Your instructions:
Reproduce only the lines that run from the line with "the white cloud?" to the last line of the material, both ends included, exactly as they appear.

▬▬▬▬▬▬▬▬▬▬

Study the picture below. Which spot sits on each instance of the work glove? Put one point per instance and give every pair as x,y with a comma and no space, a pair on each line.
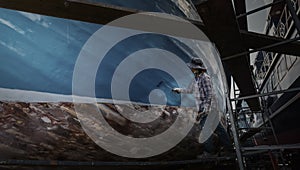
199,116
176,90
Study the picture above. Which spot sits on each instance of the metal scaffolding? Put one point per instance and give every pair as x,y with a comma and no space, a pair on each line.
244,137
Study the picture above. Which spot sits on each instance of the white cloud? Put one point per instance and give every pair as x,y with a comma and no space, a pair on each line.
12,26
16,50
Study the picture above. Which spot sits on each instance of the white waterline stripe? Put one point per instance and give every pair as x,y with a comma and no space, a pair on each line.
17,95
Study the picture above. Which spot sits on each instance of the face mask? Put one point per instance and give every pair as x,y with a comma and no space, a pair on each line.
195,71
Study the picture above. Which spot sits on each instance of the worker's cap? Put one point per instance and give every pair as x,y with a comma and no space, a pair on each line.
196,63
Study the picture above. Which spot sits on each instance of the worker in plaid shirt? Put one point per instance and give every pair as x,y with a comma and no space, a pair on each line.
201,87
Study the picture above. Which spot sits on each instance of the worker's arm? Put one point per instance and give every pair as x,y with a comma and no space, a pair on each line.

▬▬▬▬▬▬▬▬▬▬

Solution for this problem:
Study the picture above. Which spot sits on each instance of the white cloud? Put one point per instance and give every pair as x,y with a comma and no space, a pair on each line.
12,26
16,50
Study the picture above. Which spot sits on each instance of the white waterline stripe? Put one point per instance and give every pair as x,y with a comma and no space, a pair on each line.
17,95
Study the picture above. Which spot sits on each instance of the face mask? Put one point per instance and give every pair as x,y with a comma and no space, a pair on each line.
195,71
Study the picture above. Which spot sits on each instance of the worker's cap? Put one point per instance and give every pair as x,y with a comma and no space, a pair on each line.
196,63
Study the picture above. Which spot sits on each instance of the worker in plaid shirt? Put one point per instance and give every pair as x,y with a comma and no space, a pair on each line.
201,87
Study the picture above. Which spot sits on each instance of the worker's arm? Put one point per instance and give every pair as x,y with a comma and no space, a pair on each line.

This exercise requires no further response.